* _SOURCE EXCERPT_

** START **

According to one observer: “In appearance, he dressed like a minister down to the black shoes which he wore even in the field, but there was always a five cent cigar underway.” He was called “Uncle” by most of the younger artists and eventually encouraged his nephew Will Howe Foote, also an artist, to join him at the Lyme Art Colony. They both had studios in one of the barns across the road from the boardinghouse. Because of his age and great knowledge of animals, he was given the task of carving the meat at the dining room table. One evening, the younger artists hid a ring that Howe had lost at the beach inside a fish knowing he would find it while carving.
He was stunned when he heard the metallic clink of the ring against his knife. After a few moments of thinking this was the same fish that had swallowed his ring he became wise to the prank. Despite his love for painting animals, Howe chose to paint boats on the door leading from the dining room. “Howe painted his cows, bulls and oxen in their natural habitat and after some close calls with these unwilling models, he always saw to it that his easel was behind a stone fence.” — Salmagundi Club Papers, 1945
During the early years of the art colony, Howe’s paintings sold well and his work was accepted into the collections of several museums. He participated yearly in the end of the season exhibitions held at the library or later in the galleries of the Lyme Art Association and his paintings of cattle always received great praise. One reviewer wrote, “but his cows are not cows. They are Herculean animals with massive legs and corn-fattened bodies . . . and no one would ever think of calling one of them ‘bossie’.”
According to his biographer at the famed Salmagundi Club in New York, “His paintings were honest transcripts from nature, faithfully cooked up from many studies and sketches from objective observations, however he knew his cattle so well that France decorated him with the [Cross of the] Legion of Honor.” Nevertheless, as the 20th century pressed on, he sold less and less. In a letter to Florence Griswold in 1918 he laments, “I am blue as indigo. Have done nothing in the way of sales this winter and have no prospects.”

** END **

* _ITEMS_

** START **

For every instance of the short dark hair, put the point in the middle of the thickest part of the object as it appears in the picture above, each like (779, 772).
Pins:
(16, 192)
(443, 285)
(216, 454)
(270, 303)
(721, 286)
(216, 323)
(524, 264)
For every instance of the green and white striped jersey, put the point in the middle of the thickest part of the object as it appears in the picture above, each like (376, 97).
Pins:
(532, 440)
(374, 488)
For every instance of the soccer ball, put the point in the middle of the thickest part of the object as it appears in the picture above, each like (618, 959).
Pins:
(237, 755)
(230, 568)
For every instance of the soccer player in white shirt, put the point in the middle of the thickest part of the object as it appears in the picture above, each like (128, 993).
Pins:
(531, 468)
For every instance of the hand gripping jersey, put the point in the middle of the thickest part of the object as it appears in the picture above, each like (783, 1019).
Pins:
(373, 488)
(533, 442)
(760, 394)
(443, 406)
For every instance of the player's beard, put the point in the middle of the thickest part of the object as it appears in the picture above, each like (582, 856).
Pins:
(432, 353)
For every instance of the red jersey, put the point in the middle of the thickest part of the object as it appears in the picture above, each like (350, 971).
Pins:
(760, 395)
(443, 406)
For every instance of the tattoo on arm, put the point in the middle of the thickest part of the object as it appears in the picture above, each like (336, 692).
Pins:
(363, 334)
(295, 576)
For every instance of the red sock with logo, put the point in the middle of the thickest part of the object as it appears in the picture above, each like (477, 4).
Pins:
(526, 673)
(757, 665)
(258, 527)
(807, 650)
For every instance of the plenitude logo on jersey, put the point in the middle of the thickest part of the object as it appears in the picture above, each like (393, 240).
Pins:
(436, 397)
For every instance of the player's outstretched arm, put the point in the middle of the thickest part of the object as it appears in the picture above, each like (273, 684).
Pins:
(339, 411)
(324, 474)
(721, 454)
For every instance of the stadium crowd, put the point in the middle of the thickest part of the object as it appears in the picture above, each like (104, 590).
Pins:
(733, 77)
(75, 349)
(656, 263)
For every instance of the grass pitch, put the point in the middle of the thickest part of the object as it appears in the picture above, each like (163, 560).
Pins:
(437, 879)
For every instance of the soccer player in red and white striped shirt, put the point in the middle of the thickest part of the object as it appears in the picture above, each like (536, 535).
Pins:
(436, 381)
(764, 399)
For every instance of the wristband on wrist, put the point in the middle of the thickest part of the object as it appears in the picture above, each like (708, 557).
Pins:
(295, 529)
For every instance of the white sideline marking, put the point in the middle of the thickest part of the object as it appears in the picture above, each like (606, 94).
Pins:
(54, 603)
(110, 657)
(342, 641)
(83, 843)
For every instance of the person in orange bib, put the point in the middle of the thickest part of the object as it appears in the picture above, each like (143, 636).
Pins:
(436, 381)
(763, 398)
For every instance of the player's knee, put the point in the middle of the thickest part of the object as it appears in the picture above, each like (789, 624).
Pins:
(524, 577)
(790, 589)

** END **

* _EXERCISE INSTRUCTIONS_
a: Answer these from the passage above about the artist Howe and the Lyme Art Colony:
(i) Where did Howe and his nephew have their studios?
(ii) What did Howe paint on the door leading from the dining room?
(iii) To whom did Howe write in 1918 that he was "blue as indigo"?
b: Pick up the passage about the artist Howe at its last sentence and write what comes next.

* _IN RESPONSE_
a:
(i) In one of the barns across the road from the boardinghouse.
(ii) Boats.
(iii) Florence Griswold.

b:
Howe was not merely one of the artists to appear in The Fox Chase, but also somewhat of an uninvited collaborator. After Howe’s dog Weeksie (also on the panel) died, Howe asked Poore to paint a rock over him, claiming the image of the dog made him too sad to eat. He also scratched out the face of fellow artist George H. Bogert with a penknife after learning he allegedly did not pay his board bill. Fortunately for Bogert, the original artist Henry Rankin Poore painted his face back in years later.
William Henry Howe decorated a door in the Griswold House parlor in the summer of 1901 with a Normandy bull lying in a stable (below).

WILLIAM HENRY HOWE (1846–1929), "NORMANDY BULL (MONARCH OF THE FARM)," 1901. OIL ON WOOD PANEL, 25 IN. X 21 IN. FLORENCE GRISWOLD MUSEUM, GIFT OF THE ARTIST
Howe was so famous a painter of cattle that the other artists must have known he would portray a cow or bull, even though such an image was inappropriate for a formal living room. They may have been surprised, however, that he reproduced a painting he had shown ten years earlier at the Paris Salon. Monarch of the Farm had been so popular a work there that Howe must have liked the notion of painting it again in Old Lyme.
Howe’s panel “opens” the parlor to a stable with an opening of its own in the far end, which carries a viewer’s eye even deeper into space. The illusion of depth is furthered by the horizontal lines that delineate a wall of the stable in the manner of linear perspective, the traditional device of artists from the time of the Renaissance to give a sense of depth to a flat surface. We see the “monarch” in one of his peaceful moments, but the realistically detailed modeling of his form speaks of a powerful creature that one would never want to rile. We are glad to have a door between us, in case his mood changes. Howe himself made sure that he always painted a bull from behind a barrier like a stone wall. Since he finished his pictures in the studio, he could add any setting he liked. Notice his nice touch of having a shaft of light slant downward toward the bull’s white head.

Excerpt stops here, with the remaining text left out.